### Estratto ###

Albert Nobbs in realtà è una donna soffocata da un atroce corpetto e da lineamenti del viso rudi e profondamente segnati; quella donna che vive protetta dietro una maschera da uomo osserva con attenzione e impassibile freddezza i dissoluti benestanti che si avvicendano nei locali dell’hotel; sembra un elemento estraneo persino a se stessa, tale è il distacco che crea prima fra la donna che è e l’uomo che interpreta, e poi fra l’irreprensibile cameriere e l’alta società che gli sfila innanzi; ad Albert interessa soltanto risparmiare avidamente i propri guadagni, nella speranza di accumulare la somma necessaria per aprire una piccola rivendita di tabacchi e dolciumi.
L’elemento sismico del film ha il volto di Hubert Page, l’imbianchino che deve occuparsi di ridipingere alcuni ambienti dell’hotel della Duchessa Baker; Hubert è costretto a dormire nello stesso letto di Nobbs per una notte, e ne carpisce il segreto: ciò che sembra inizialmente un dramma per Albert muta ben presto in una sorta di riscatto sociale, di rito liberatorio, nella nuova prospettiva di una vita che non aveva ipotizzato e di interrogativi che non si era mai posta, e persino nella possibilità di dedicare una giornata ad esplodere quella femminilità sopita e repressa nel dolore.

###

■ **Obiettivo 1**:
Riporta tutte le righe dell'elenco sostituendo "instance" con "occurrence" e lasciando invariato tutto il resto.
L'elenco non ha alcun rapporto con l'estratto.

### Voci fornite ###

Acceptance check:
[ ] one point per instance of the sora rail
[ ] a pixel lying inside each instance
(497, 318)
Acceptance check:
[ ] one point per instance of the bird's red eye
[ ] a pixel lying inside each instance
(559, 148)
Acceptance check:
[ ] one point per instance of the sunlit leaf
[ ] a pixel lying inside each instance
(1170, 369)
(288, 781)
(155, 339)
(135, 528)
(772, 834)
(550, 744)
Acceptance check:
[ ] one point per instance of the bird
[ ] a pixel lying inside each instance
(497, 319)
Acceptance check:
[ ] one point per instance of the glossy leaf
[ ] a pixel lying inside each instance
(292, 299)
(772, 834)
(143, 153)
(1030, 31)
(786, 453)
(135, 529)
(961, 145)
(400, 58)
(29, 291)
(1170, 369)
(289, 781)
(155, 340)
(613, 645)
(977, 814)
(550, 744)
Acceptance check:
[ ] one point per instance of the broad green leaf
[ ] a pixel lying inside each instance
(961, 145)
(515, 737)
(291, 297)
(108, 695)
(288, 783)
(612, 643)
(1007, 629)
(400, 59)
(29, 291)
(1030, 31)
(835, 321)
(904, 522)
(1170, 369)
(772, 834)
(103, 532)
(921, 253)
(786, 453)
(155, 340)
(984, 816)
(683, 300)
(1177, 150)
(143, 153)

###

■ **Obiettivo 2**:
Trascrivi fedelmente il passo dell'estratto compreso tra "Albert Nobbs in" e "tabacchi e dolciumi.", estremi inclusi.

■ **Risposta finale 1**:
Acceptance check:
[ ] one point per occurrence of the sora rail
[ ] a pixel lying inside each occurrence
(497, 318)
Acceptance check:
[ ] one point per occurrence of the bird's red eye
[ ] a pixel lying inside each occurrence
(559, 148)
Acceptance check:
[ ] one point per occurrence of the sunlit leaf
[ ] a pixel lying inside each occurrence
(1170, 369)
(288, 781)
(155, 339)
(135, 528)
(772, 834)
(550, 744)
Acceptance check:
[ ] one point per occurrence of the bird
[ ] a pixel lying inside each occurrence
(497, 319)
Acceptance check:
[ ] one point per occurrence of the glossy leaf
[ ] a pixel lying inside each occurrence
(292, 299)
(772, 834)
(143, 153)
(1030, 31)
(786, 453)
(135, 529)
(961, 145)
(400, 58)
(29, 291)
(1170, 369)
(289, 781)
(155, 340)
(613, 645)
(977, 814)
(550, 744)
Acceptance check:
[ ] one point per occurrence of the broad green leaf
[ ] a pixel lying inside each occurrence
(961, 145)
(515, 737)
(291, 297)
(108, 695)
(288, 783)
(612, 643)
(1007, 629)
(400, 59)
(29, 291)
(1030, 31)
(835, 321)
(904, 522)
(1170, 369)
(772, 834)
(103, 532)
(921, 253)
(786, 453)
(155, 340)
(984, 816)
(683, 300)
(1177, 150)
(143, 153)

■ **Risposta finale 2**:
Albert Nobbs in realtà è una donna soffocata da un atroce corpetto e da lineamenti del viso rudi e profondamente segnati; quella donna che vive protetta dietro una maschera da uomo osserva con attenzione e impassibile freddezza i dissoluti benestanti che si avvicendano nei locali dell’hotel; sembra un elemento estraneo persino a se stessa, tale è il distacco che crea prima fra la donna che è e l’uomo che interpreta, e poi fra l’irreprensibile cameriere e l’alta società che gli sfila innanzi; ad Albert interessa soltanto risparmiare avidamente i propri guadagni, nella speranza di accumulare la somma necessaria per aprire una piccola rivendita di tabacchi e dolciumi.